Start of Supplied data
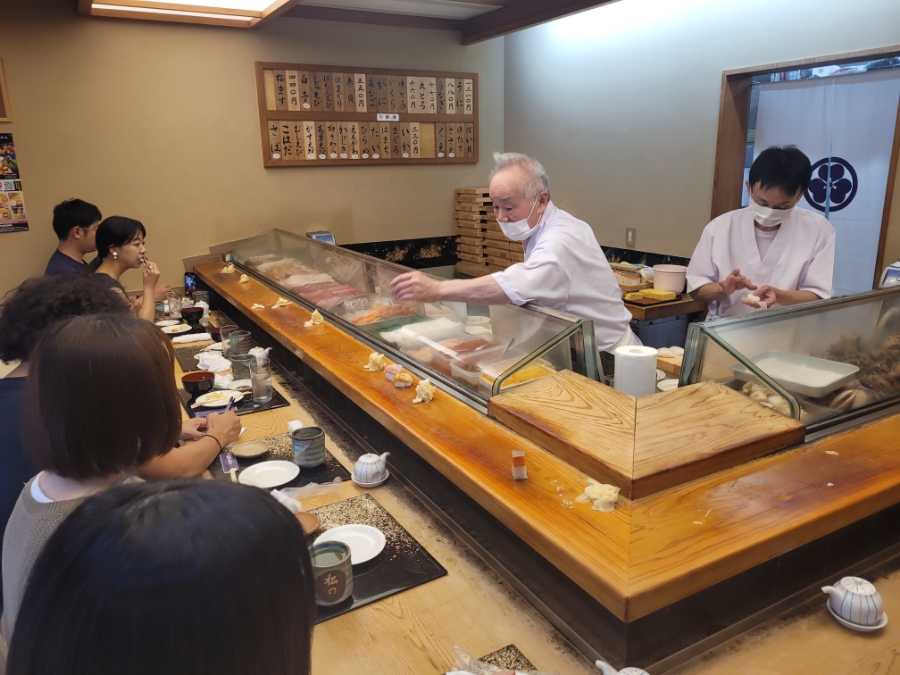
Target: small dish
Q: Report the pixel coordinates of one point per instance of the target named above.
(218, 399)
(174, 330)
(858, 627)
(365, 541)
(387, 475)
(269, 474)
(250, 449)
(308, 521)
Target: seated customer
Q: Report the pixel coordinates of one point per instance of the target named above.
(177, 579)
(75, 223)
(24, 314)
(120, 247)
(100, 402)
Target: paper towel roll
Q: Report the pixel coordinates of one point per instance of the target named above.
(635, 370)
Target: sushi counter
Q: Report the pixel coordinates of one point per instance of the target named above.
(723, 509)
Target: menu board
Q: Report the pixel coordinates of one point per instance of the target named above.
(314, 115)
(12, 202)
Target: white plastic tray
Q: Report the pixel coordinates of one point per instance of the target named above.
(806, 375)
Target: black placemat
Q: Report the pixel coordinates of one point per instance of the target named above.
(280, 448)
(403, 564)
(185, 354)
(509, 657)
(246, 406)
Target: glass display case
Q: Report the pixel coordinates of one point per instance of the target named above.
(472, 351)
(823, 363)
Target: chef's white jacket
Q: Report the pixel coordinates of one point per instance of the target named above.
(801, 258)
(565, 269)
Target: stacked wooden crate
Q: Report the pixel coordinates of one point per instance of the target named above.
(481, 245)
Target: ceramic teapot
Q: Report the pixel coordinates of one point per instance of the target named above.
(855, 600)
(609, 670)
(370, 468)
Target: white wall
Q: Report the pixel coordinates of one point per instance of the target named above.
(621, 103)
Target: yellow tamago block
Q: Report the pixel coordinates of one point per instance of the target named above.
(654, 294)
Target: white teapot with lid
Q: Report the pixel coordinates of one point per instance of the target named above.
(371, 468)
(856, 601)
(609, 670)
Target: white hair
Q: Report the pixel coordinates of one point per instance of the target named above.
(536, 178)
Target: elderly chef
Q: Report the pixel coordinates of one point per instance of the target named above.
(564, 267)
(770, 250)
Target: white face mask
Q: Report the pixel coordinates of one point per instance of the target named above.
(519, 230)
(768, 217)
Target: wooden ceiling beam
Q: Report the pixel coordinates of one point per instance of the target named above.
(521, 14)
(377, 18)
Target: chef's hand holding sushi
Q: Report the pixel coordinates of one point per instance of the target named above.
(781, 254)
(564, 268)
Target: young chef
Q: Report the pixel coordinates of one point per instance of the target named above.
(75, 223)
(564, 267)
(771, 250)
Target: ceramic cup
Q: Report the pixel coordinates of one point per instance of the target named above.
(308, 444)
(332, 572)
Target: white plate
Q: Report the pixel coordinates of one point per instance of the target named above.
(365, 541)
(174, 330)
(387, 475)
(219, 399)
(855, 626)
(269, 474)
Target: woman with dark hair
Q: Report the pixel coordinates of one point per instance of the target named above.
(179, 578)
(120, 247)
(100, 403)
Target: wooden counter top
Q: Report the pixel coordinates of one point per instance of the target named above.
(646, 554)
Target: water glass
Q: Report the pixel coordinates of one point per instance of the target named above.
(261, 380)
(240, 366)
(224, 332)
(174, 299)
(240, 342)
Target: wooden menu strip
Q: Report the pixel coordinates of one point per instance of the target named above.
(588, 547)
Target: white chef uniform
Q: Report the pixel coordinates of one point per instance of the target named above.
(565, 269)
(800, 258)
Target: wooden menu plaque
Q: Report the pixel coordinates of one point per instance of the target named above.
(314, 115)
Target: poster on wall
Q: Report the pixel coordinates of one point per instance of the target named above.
(12, 201)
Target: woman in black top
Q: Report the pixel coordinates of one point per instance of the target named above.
(120, 247)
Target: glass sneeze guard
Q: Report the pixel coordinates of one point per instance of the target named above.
(822, 363)
(471, 351)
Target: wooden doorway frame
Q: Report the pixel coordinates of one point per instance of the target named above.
(734, 122)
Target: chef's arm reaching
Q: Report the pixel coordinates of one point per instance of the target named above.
(776, 296)
(418, 287)
(716, 290)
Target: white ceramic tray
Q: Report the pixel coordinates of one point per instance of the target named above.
(805, 375)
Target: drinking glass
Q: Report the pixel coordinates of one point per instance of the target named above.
(174, 299)
(224, 332)
(261, 380)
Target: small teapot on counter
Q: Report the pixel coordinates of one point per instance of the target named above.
(856, 601)
(371, 468)
(609, 670)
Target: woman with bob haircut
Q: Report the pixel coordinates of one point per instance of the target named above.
(178, 578)
(100, 401)
(120, 247)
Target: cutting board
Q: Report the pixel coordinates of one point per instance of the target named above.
(647, 444)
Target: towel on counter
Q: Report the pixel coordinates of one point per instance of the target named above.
(199, 337)
(212, 361)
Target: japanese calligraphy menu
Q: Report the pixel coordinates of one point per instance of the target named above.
(313, 115)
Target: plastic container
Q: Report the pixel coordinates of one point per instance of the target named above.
(669, 278)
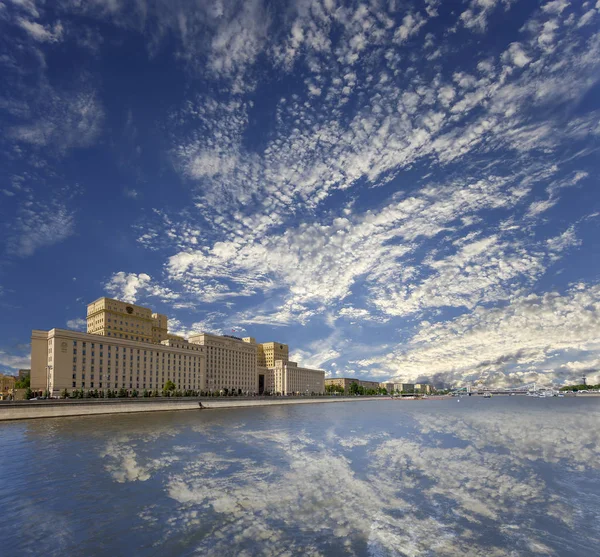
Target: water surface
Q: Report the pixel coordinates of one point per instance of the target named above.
(505, 476)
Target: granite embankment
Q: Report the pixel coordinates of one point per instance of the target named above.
(26, 410)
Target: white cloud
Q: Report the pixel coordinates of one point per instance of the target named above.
(42, 33)
(61, 121)
(128, 287)
(531, 337)
(14, 361)
(39, 225)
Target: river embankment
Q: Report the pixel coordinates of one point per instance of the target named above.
(27, 410)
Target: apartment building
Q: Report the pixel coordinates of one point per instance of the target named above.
(345, 383)
(63, 359)
(230, 362)
(289, 379)
(129, 346)
(113, 318)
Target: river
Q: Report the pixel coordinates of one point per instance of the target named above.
(470, 477)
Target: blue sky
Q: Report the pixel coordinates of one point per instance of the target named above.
(396, 189)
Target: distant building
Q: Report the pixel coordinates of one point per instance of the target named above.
(7, 385)
(423, 388)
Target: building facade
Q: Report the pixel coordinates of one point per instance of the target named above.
(7, 385)
(389, 387)
(129, 347)
(63, 359)
(423, 388)
(230, 363)
(270, 352)
(346, 382)
(289, 379)
(113, 318)
(404, 387)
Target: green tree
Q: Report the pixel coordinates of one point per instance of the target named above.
(168, 388)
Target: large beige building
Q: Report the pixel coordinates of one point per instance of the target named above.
(230, 363)
(389, 387)
(63, 359)
(7, 385)
(270, 352)
(128, 346)
(113, 318)
(289, 379)
(345, 383)
(404, 387)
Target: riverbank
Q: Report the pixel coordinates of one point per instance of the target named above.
(28, 410)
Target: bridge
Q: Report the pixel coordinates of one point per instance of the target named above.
(527, 388)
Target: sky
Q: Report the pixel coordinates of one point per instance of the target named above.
(398, 190)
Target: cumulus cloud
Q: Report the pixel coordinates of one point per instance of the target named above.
(130, 286)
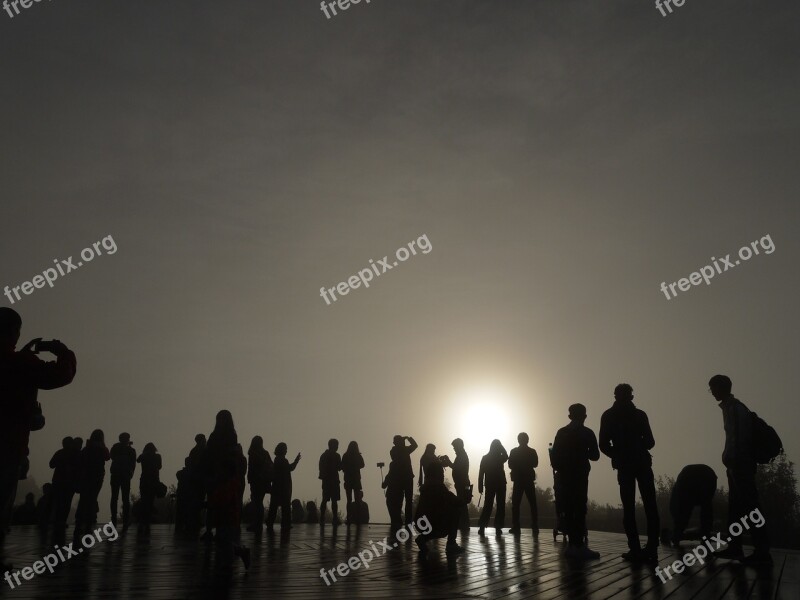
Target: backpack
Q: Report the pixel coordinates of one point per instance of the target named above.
(766, 442)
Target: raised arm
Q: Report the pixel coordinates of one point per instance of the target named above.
(605, 437)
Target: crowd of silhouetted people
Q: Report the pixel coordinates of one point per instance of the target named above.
(216, 473)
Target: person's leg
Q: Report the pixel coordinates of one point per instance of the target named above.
(272, 512)
(126, 501)
(627, 494)
(735, 510)
(323, 508)
(114, 497)
(500, 515)
(516, 499)
(409, 500)
(680, 520)
(530, 492)
(486, 513)
(647, 489)
(706, 516)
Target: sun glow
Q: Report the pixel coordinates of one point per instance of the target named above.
(485, 415)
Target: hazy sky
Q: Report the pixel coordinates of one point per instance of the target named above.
(563, 158)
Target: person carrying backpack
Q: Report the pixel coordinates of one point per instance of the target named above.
(739, 458)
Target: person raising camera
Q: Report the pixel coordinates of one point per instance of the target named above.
(22, 375)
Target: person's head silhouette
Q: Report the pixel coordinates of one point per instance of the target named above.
(10, 328)
(577, 412)
(623, 392)
(720, 386)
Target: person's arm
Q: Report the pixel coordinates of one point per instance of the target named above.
(512, 459)
(54, 374)
(605, 438)
(647, 433)
(594, 451)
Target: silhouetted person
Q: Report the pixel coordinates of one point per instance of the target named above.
(220, 447)
(259, 476)
(358, 510)
(523, 461)
(92, 473)
(22, 375)
(694, 486)
(298, 512)
(461, 481)
(312, 514)
(403, 471)
(573, 449)
(395, 493)
(25, 514)
(282, 489)
(740, 465)
(44, 507)
(441, 508)
(183, 497)
(330, 463)
(241, 472)
(626, 438)
(427, 459)
(63, 463)
(492, 476)
(352, 463)
(123, 464)
(149, 484)
(197, 483)
(225, 502)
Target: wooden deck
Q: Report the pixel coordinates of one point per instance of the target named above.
(170, 567)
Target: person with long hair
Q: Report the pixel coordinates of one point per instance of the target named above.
(259, 476)
(427, 459)
(492, 475)
(282, 489)
(149, 483)
(92, 473)
(221, 445)
(352, 463)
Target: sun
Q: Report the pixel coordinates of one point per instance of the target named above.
(485, 415)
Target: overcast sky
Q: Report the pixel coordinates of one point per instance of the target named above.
(563, 158)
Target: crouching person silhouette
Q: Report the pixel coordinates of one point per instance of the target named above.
(440, 510)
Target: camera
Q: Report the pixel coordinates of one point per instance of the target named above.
(46, 346)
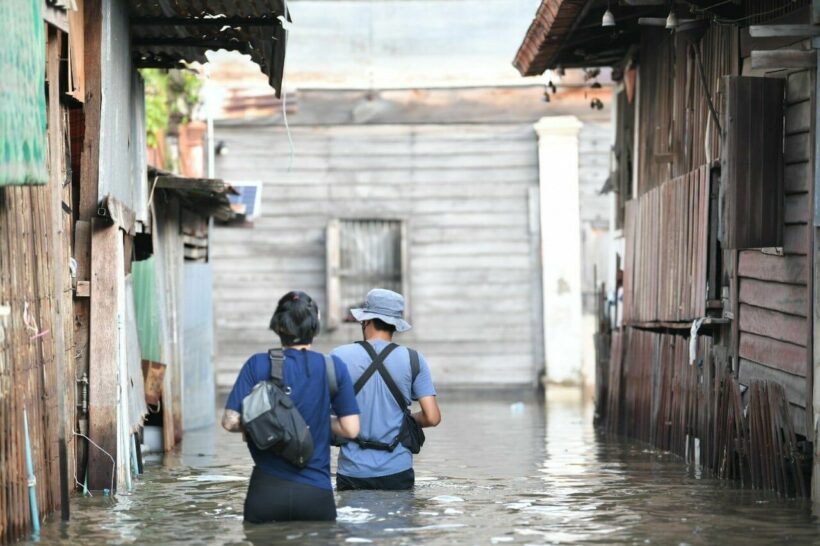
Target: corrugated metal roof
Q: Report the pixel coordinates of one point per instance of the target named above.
(552, 24)
(207, 196)
(165, 33)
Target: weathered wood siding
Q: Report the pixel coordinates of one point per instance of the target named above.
(465, 193)
(774, 290)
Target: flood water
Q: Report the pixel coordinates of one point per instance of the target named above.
(492, 473)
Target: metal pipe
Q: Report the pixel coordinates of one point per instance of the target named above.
(32, 480)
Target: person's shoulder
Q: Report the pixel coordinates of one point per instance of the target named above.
(257, 359)
(345, 350)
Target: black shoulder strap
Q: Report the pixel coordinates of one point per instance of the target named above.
(369, 348)
(277, 364)
(377, 359)
(415, 367)
(330, 370)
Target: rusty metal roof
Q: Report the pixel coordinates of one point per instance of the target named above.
(553, 22)
(568, 33)
(206, 196)
(167, 33)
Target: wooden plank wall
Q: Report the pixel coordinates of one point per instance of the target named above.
(675, 130)
(34, 237)
(774, 290)
(666, 235)
(464, 190)
(696, 410)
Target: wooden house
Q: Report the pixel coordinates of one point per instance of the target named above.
(711, 315)
(430, 192)
(78, 214)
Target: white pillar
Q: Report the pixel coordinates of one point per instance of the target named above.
(560, 246)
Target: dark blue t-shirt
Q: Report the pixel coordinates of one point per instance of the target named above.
(305, 373)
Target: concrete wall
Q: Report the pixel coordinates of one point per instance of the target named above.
(466, 194)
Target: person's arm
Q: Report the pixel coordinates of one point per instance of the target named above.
(232, 418)
(346, 427)
(430, 415)
(231, 421)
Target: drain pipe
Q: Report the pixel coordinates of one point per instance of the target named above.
(32, 480)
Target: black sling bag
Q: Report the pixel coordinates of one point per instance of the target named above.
(410, 435)
(271, 419)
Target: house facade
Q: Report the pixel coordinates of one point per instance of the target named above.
(707, 343)
(91, 247)
(430, 192)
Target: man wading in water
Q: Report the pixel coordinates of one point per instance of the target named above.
(379, 458)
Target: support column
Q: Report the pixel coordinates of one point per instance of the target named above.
(560, 247)
(813, 411)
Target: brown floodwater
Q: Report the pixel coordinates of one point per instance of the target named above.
(492, 473)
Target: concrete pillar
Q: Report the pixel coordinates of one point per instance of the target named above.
(560, 247)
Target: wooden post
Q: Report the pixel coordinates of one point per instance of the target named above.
(58, 252)
(103, 347)
(88, 199)
(812, 415)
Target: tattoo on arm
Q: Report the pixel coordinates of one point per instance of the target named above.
(231, 421)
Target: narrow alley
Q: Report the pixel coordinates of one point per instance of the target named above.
(495, 472)
(409, 272)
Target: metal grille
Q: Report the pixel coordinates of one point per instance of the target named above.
(370, 257)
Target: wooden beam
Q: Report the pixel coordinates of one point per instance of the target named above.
(59, 255)
(102, 389)
(83, 289)
(119, 214)
(190, 42)
(55, 17)
(783, 59)
(205, 21)
(784, 31)
(90, 170)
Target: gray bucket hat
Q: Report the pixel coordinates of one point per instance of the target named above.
(385, 305)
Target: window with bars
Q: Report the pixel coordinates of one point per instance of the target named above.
(362, 255)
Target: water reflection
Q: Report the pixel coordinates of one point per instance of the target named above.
(492, 473)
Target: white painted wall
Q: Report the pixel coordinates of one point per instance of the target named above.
(560, 250)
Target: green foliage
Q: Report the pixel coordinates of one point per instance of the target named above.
(168, 93)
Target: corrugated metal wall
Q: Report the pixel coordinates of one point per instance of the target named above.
(464, 193)
(774, 297)
(198, 346)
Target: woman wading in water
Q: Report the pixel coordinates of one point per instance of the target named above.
(279, 490)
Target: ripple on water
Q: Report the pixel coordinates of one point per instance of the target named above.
(446, 499)
(563, 482)
(351, 514)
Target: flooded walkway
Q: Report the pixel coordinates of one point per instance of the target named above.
(492, 473)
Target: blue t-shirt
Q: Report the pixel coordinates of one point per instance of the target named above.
(305, 373)
(381, 417)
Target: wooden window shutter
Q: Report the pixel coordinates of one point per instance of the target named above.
(333, 264)
(752, 163)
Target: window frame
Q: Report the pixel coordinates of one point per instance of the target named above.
(333, 280)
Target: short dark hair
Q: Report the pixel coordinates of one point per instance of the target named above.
(382, 326)
(296, 319)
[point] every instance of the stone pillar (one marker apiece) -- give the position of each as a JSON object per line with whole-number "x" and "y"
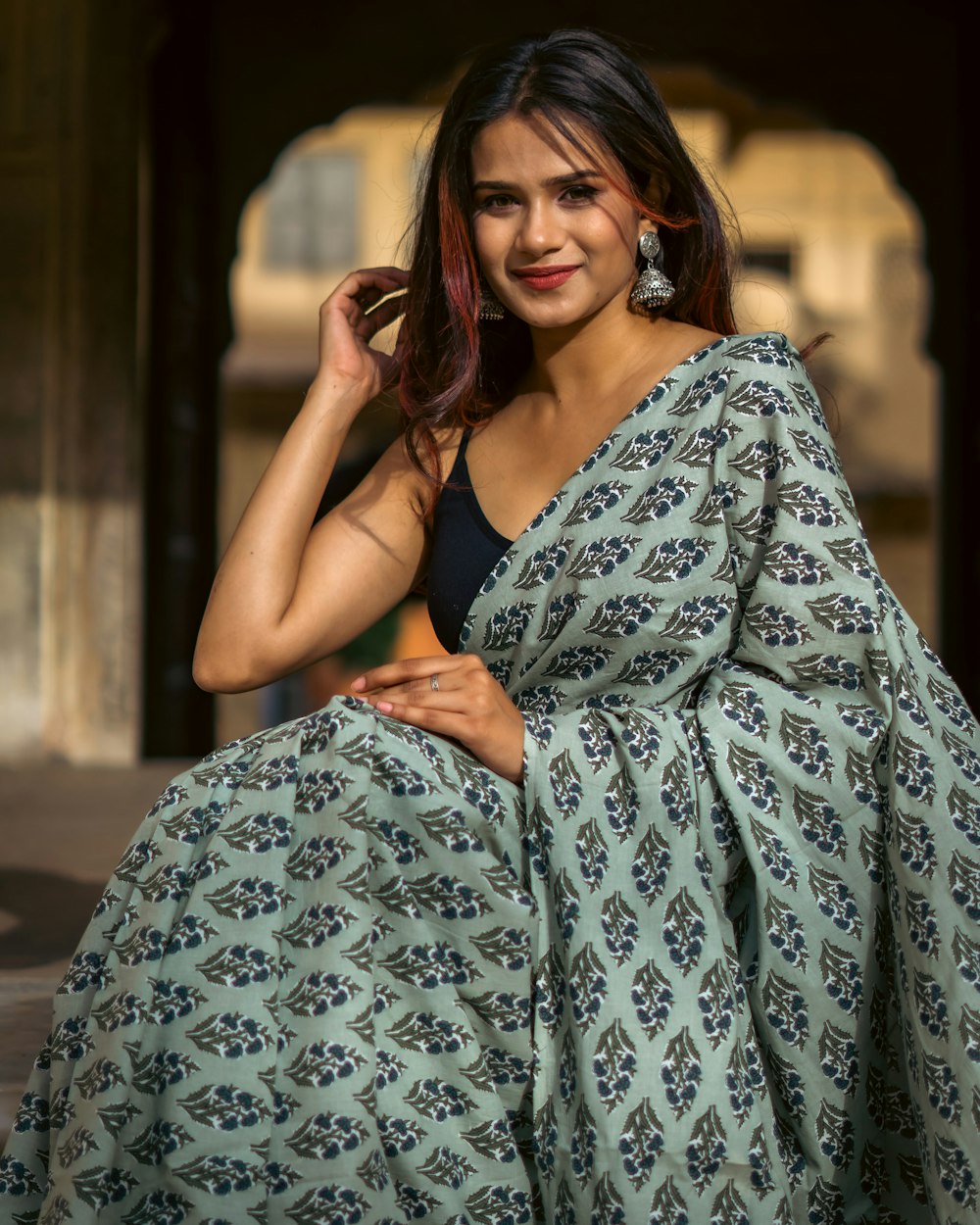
{"x": 70, "y": 499}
End of Supplied data
* _Short task_
Starting with the line that contains "Target: short dark hair" and going on through the end of the data, render those lines as a numbered list, skipping any blank lines. Leave the pictures out of your answer.

* _The answer_
1. Target: short dark hair
2. Q: Report the pixel coordinates of one point per instance of the target named above.
3. (382, 326)
4. (296, 319)
5. [point] every instance of the stone pillar (one marker apiece) -- give the position of each as a JSON object per line with whole-number "x" and "y"
6. {"x": 70, "y": 499}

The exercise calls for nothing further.